#### Exercise inputs:
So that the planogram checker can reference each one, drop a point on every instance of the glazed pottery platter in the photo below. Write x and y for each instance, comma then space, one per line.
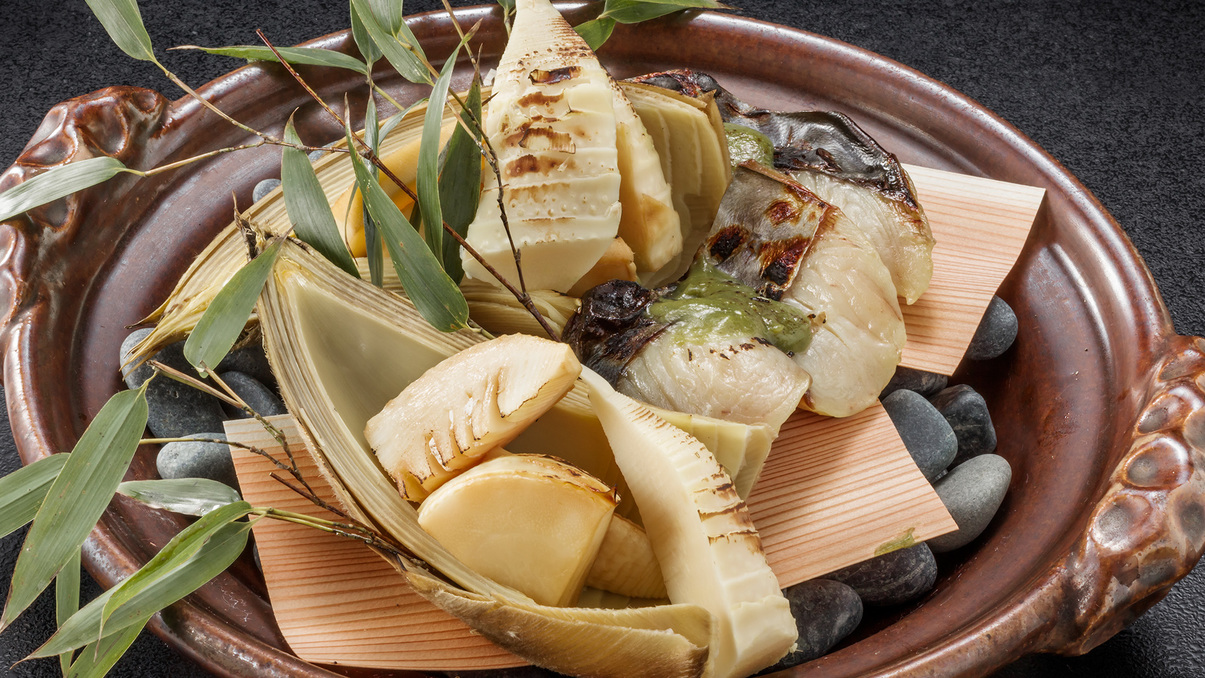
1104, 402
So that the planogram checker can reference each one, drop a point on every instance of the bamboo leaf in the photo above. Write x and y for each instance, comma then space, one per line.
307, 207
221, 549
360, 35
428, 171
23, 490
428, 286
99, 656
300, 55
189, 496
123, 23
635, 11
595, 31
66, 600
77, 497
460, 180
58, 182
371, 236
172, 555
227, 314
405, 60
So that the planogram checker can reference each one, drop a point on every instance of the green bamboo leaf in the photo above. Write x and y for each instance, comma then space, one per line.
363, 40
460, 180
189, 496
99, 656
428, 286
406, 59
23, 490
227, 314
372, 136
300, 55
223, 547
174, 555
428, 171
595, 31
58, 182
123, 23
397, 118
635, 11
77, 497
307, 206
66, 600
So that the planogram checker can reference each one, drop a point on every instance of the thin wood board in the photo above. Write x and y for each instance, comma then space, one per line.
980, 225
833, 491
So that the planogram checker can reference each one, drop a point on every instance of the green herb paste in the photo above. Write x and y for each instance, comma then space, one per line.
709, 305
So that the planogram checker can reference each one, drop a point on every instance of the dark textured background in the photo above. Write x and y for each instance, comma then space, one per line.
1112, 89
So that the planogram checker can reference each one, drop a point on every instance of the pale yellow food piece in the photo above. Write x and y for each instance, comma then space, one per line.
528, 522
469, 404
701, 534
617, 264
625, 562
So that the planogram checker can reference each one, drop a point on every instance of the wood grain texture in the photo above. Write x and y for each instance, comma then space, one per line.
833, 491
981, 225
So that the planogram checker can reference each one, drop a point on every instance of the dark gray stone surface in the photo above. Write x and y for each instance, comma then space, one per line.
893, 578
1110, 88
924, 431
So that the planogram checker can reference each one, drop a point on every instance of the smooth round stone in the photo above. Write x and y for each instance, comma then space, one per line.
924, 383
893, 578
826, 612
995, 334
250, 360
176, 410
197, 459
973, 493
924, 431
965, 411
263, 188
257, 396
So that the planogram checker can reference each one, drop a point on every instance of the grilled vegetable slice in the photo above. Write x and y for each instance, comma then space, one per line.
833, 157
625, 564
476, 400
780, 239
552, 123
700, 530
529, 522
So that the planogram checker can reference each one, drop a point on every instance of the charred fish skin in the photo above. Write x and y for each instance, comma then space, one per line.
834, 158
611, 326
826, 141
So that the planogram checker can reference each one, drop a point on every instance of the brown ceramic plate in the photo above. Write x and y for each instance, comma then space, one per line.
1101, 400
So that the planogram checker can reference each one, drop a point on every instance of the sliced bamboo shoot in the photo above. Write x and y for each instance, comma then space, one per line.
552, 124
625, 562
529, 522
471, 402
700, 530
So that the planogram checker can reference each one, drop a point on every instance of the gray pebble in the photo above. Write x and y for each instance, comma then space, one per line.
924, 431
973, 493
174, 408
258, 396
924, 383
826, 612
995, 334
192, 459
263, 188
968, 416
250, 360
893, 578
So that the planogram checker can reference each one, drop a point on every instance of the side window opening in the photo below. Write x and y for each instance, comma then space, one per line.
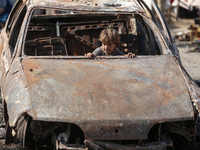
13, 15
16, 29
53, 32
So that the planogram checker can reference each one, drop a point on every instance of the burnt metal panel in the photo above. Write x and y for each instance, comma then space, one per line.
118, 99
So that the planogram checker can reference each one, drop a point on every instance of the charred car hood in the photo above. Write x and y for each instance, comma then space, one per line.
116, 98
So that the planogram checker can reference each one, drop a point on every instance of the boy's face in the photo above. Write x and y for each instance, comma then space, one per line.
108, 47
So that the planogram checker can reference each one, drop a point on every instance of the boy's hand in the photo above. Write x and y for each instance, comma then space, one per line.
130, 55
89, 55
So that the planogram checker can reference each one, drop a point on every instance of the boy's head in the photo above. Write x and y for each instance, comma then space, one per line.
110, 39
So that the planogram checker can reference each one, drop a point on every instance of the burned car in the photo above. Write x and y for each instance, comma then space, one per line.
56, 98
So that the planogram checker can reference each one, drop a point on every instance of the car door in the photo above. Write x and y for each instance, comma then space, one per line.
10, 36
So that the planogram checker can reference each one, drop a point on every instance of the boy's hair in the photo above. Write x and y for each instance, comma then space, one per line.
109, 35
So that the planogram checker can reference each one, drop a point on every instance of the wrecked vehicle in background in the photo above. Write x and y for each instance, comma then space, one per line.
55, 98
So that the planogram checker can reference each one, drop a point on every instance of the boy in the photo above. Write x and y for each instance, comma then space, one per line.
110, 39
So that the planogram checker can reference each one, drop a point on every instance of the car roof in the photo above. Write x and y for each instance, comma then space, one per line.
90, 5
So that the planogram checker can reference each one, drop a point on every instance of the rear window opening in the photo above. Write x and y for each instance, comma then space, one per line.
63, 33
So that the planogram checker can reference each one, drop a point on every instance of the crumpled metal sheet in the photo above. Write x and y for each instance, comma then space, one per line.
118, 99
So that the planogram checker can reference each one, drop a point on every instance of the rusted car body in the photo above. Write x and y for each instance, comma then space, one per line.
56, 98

#### Exercise directions:
Print each entry shown above with exact wording and no pictures.

#### Answer to this task:
So that the planogram checker can reference each one, drop a point on every instance of the glazed pottery platter in the photo below. Write x and y for each instance, comma then space, one per line.
1104, 402
So that the planogram checker can reference each one, drop a point on every instance of the bamboo leaf in the photo above. Write x and y for each instance, comma then space, one per line.
307, 207
221, 549
360, 35
428, 171
23, 490
428, 286
99, 656
300, 55
189, 496
123, 23
635, 11
595, 31
66, 600
77, 497
460, 180
58, 182
371, 236
172, 555
227, 314
405, 60
So that the planogram checker can reference each one, drop a point on every instance of the green bamboo leaf in the photo above. Write x and y for each instance, comma then space, one per line.
363, 40
460, 180
189, 496
99, 656
428, 286
406, 59
23, 490
227, 314
372, 136
300, 55
223, 547
174, 555
428, 171
595, 31
58, 182
123, 23
397, 118
635, 11
77, 497
307, 206
66, 600
So that the planogram checker can reference each one, drop a point on every instance of the thin wood board in the photo above. Write x and y for each instance, comma then space, one per line.
980, 225
833, 491
So that the planogram checker can reference each one, drop a point on every instance of the green herb paste in the photo above. Write x and y for each instance, comma then space, one per line.
709, 305
So that the planogram checker can reference each one, drop a point on every instance of the dark textured background in the photo above. Write x and y for each instance, comma then space, one per line.
1112, 89
So that the planogram checker can reference each one, drop a point on every instance of the pale yellow food piece in the photo above. Write x and y for each instance, comma then space, one per line.
528, 522
469, 404
701, 534
617, 264
625, 562
So that the planogram checker can reference each one, drop a point on every instance of the wood grain texture in the photo above. Write x and y for each instance, comma then space, one per line.
833, 491
981, 225
So that the planogram checker can reference each one, drop a point on every instance of the dark gray stone surface in the photo above. Write x and y for each instance, comma then space, one per line.
893, 578
1110, 88
924, 431
So that the planogram checker can reference each one, drop a point on every instance of the smooth round stone in the photo above. Write x and y for each instance, comma then space, one per line.
924, 383
893, 578
826, 612
995, 334
250, 360
176, 410
197, 459
973, 493
924, 431
965, 411
263, 188
257, 396
So that the planogram checker can reference each one, drop a point on every instance of the grilled vegetable slice in the photo above. Write x and y for each instance, comma then space, one per line.
833, 157
625, 564
476, 400
780, 239
552, 123
700, 530
529, 522
So that the planogram checker can reference each one, drop a point on every instance of the charred fish skin in the photo above. Write x and y for each instance, comma then space, one per line.
834, 158
611, 326
826, 141
So that the planogram checker can reference each one, drop a point on every instance of the brown ceramic plate in the photo above. Write x and y for each instance, comma then space, one per line.
1101, 400
So that the planogram checker can reference each one, drop a point on every instance of the sliced bamboo shoot in the photo above. Write x and y for each instance, comma then space, one per line.
552, 124
625, 562
529, 522
471, 402
700, 530
So that the planogram checker can reference each one, drop a point on every instance of the gray pebble in the photo above. Write x and y for each instance, comma then space, one per line.
924, 431
973, 493
174, 408
258, 396
924, 383
826, 612
995, 334
192, 459
263, 188
968, 416
250, 360
893, 578
So that the planogram checker can reference each one, drop a point on every instance of the side window opening in the photo below. Write x and y for each instance, comma then space, one per line.
13, 15
16, 29
53, 32
So that the planogram checker can reference each one, drop a point on every instance of the burnt metal panel in the photo above. Write x and y for each instance, comma then space, one per line.
118, 99
So that the planogram checker can reference each one, drop a point on every instance of the charred car hood in the photo above. Write x and y for each instance, comma then space, one per line.
116, 98
So that the planogram checker can reference each one, drop a point on every instance of the boy's face in the photo above. Write x and y for each instance, comma then space, one per line.
108, 47
So that the planogram checker can reference each one, drop a point on every instance of the boy's hand in the photo above. Write x and y for each instance, comma then space, one per line.
130, 55
89, 55
So that the planogram checker can reference each one, drop a point on every instance of the boy's head in the photo above. Write x and y for each instance, comma then space, one per line.
110, 39
So that the planogram checker can reference each one, drop a point on every instance of the burned car in the photo above. Write x and y for each instance, comma then space, one per line.
56, 98
So that the planogram checker can reference each one, drop a point on every instance of the car door in the photo above. Write x and y for each instance, comma then space, one per line.
10, 36
So that the planogram checker can reference each one, drop a point on every instance of the boy's hair in the photo above. Write x and y for each instance, comma then space, one per line.
109, 35
So that the planogram checker can reference each one, drop a point on every instance of the wrecked vehicle in background in the photo above. Write x and y for each instance, comma then space, one per line.
55, 98
So that the planogram checker can reference each one, drop a point on every instance of the boy in the photo above. Write x and y for each instance, comma then space, one per line.
110, 39
So that the planogram checker can reference each one, drop a point on every instance of the car roof in the photo above. Write x and y for each instance, comma then space, one per line.
90, 5
So that the planogram checker can reference each one, drop a point on every instance of the rear window opening in the photo above. Write x and y for each instance, comma then space, one per line.
63, 33
So that the planogram checker can reference each one, drop a point on every instance of the crumpled metal sheet in the photo above. Write x and y for each instance, comma then space, one per line.
118, 99
So that the planogram checker can reference each one, drop a point on every instance of the rusted car body in the photo above. Write x and y for each instance, comma then space, one per line.
56, 98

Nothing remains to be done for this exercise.